## Problem statement
Repeat each record below exactly, dropping the pictures.

· · · · · · ·

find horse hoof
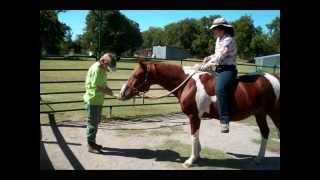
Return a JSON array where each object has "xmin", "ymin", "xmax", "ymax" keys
[
  {"xmin": 182, "ymin": 163, "xmax": 192, "ymax": 168},
  {"xmin": 253, "ymin": 158, "xmax": 262, "ymax": 165}
]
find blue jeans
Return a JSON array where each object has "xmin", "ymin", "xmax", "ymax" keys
[
  {"xmin": 215, "ymin": 66, "xmax": 238, "ymax": 124},
  {"xmin": 86, "ymin": 104, "xmax": 102, "ymax": 143}
]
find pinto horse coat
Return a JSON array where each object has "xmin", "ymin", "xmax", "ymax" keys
[{"xmin": 120, "ymin": 61, "xmax": 280, "ymax": 167}]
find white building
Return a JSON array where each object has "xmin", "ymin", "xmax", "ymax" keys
[
  {"xmin": 254, "ymin": 54, "xmax": 280, "ymax": 72},
  {"xmin": 152, "ymin": 46, "xmax": 191, "ymax": 59}
]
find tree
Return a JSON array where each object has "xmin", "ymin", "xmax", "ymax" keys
[
  {"xmin": 40, "ymin": 10, "xmax": 70, "ymax": 56},
  {"xmin": 267, "ymin": 17, "xmax": 280, "ymax": 52},
  {"xmin": 83, "ymin": 10, "xmax": 142, "ymax": 56}
]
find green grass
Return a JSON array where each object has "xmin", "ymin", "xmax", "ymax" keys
[
  {"xmin": 157, "ymin": 140, "xmax": 242, "ymax": 170},
  {"xmin": 239, "ymin": 116, "xmax": 280, "ymax": 152}
]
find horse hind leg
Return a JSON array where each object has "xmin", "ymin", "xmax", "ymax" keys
[
  {"xmin": 268, "ymin": 107, "xmax": 280, "ymax": 139},
  {"xmin": 255, "ymin": 112, "xmax": 269, "ymax": 163},
  {"xmin": 182, "ymin": 115, "xmax": 201, "ymax": 168}
]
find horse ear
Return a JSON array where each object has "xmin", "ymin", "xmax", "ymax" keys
[{"xmin": 139, "ymin": 59, "xmax": 147, "ymax": 70}]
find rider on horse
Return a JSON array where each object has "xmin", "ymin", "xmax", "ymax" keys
[{"xmin": 200, "ymin": 18, "xmax": 238, "ymax": 133}]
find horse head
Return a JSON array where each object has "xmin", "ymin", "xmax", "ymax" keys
[{"xmin": 120, "ymin": 60, "xmax": 151, "ymax": 100}]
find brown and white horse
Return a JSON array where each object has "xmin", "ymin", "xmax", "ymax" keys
[{"xmin": 120, "ymin": 61, "xmax": 280, "ymax": 167}]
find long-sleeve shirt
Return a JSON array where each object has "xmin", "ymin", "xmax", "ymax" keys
[
  {"xmin": 204, "ymin": 34, "xmax": 237, "ymax": 68},
  {"xmin": 83, "ymin": 62, "xmax": 107, "ymax": 105}
]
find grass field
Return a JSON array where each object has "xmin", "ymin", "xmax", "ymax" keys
[
  {"xmin": 40, "ymin": 57, "xmax": 276, "ymax": 152},
  {"xmin": 40, "ymin": 60, "xmax": 268, "ymax": 121}
]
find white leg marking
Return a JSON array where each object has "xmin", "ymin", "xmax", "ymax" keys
[
  {"xmin": 183, "ymin": 130, "xmax": 201, "ymax": 168},
  {"xmin": 256, "ymin": 138, "xmax": 268, "ymax": 162},
  {"xmin": 120, "ymin": 82, "xmax": 128, "ymax": 97}
]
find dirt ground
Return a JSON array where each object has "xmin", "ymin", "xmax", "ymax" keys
[{"xmin": 40, "ymin": 114, "xmax": 280, "ymax": 170}]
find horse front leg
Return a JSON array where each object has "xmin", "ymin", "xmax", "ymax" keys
[{"xmin": 183, "ymin": 115, "xmax": 201, "ymax": 168}]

· · · · · · ·

## Exercise answer
find horse hoof
Return a JSON array where each object has "xmin", "ymin", "xmax", "ymax" keys
[
  {"xmin": 182, "ymin": 163, "xmax": 192, "ymax": 168},
  {"xmin": 253, "ymin": 158, "xmax": 262, "ymax": 165}
]
find blue jeans
Return a JSON array where each object has "xmin", "ymin", "xmax", "ymax" keys
[
  {"xmin": 215, "ymin": 66, "xmax": 238, "ymax": 124},
  {"xmin": 86, "ymin": 104, "xmax": 102, "ymax": 143}
]
find pinto horse coat
Return a JSON array where each object has "xmin", "ymin", "xmax", "ymax" keys
[{"xmin": 120, "ymin": 61, "xmax": 280, "ymax": 167}]
find white building
Return a JSON array where each object has "xmin", "ymin", "xmax", "ymax" keys
[
  {"xmin": 254, "ymin": 54, "xmax": 280, "ymax": 72},
  {"xmin": 152, "ymin": 46, "xmax": 191, "ymax": 59}
]
find tree
Return a JSON array where each object has "xmin", "ymin", "xmax", "ymax" keys
[
  {"xmin": 40, "ymin": 10, "xmax": 70, "ymax": 56},
  {"xmin": 267, "ymin": 17, "xmax": 280, "ymax": 52},
  {"xmin": 83, "ymin": 10, "xmax": 142, "ymax": 56}
]
find green grass
Return a JSON array where each object has "xmin", "ymin", "xmax", "ymax" keys
[
  {"xmin": 157, "ymin": 140, "xmax": 242, "ymax": 170},
  {"xmin": 239, "ymin": 116, "xmax": 280, "ymax": 152}
]
find horse hind leg
Return a JSON array where each object has "xmin", "ymin", "xmax", "ymax" keys
[
  {"xmin": 268, "ymin": 107, "xmax": 280, "ymax": 139},
  {"xmin": 255, "ymin": 112, "xmax": 269, "ymax": 163},
  {"xmin": 182, "ymin": 115, "xmax": 201, "ymax": 168}
]
find horse ear
Return a JSON array where each object has "xmin", "ymin", "xmax", "ymax" keys
[{"xmin": 139, "ymin": 59, "xmax": 147, "ymax": 70}]
find rider on horse
Return a JSON array where each object has "xmin", "ymin", "xmax", "ymax" keys
[{"xmin": 200, "ymin": 18, "xmax": 238, "ymax": 133}]
find horse head
Return a JSON array where each object has "xmin", "ymin", "xmax", "ymax" keys
[{"xmin": 120, "ymin": 60, "xmax": 151, "ymax": 100}]
find brown and white horse
Return a JSON array where each object has "xmin", "ymin", "xmax", "ymax" keys
[{"xmin": 120, "ymin": 61, "xmax": 280, "ymax": 167}]
find long-sleeve shirt
Return a JSON array where each object has "xmin", "ymin", "xmax", "ymax" keys
[
  {"xmin": 204, "ymin": 34, "xmax": 237, "ymax": 68},
  {"xmin": 83, "ymin": 62, "xmax": 107, "ymax": 105}
]
find grass field
Return a JSON array where each object has "xmin", "ymin", "xmax", "ymax" keys
[
  {"xmin": 40, "ymin": 57, "xmax": 276, "ymax": 152},
  {"xmin": 40, "ymin": 60, "xmax": 268, "ymax": 121}
]
find white leg marking
Return a JSON array where each object has "xmin", "ymin", "xmax", "ymax" keys
[
  {"xmin": 183, "ymin": 130, "xmax": 201, "ymax": 168},
  {"xmin": 256, "ymin": 138, "xmax": 268, "ymax": 162},
  {"xmin": 120, "ymin": 82, "xmax": 128, "ymax": 97}
]
find dirt ground
Return a JSON array where each object has "xmin", "ymin", "xmax", "ymax" keys
[{"xmin": 40, "ymin": 114, "xmax": 280, "ymax": 170}]
find horse front leg
Return a JSON array where each object has "xmin", "ymin", "xmax", "ymax" keys
[{"xmin": 183, "ymin": 115, "xmax": 201, "ymax": 168}]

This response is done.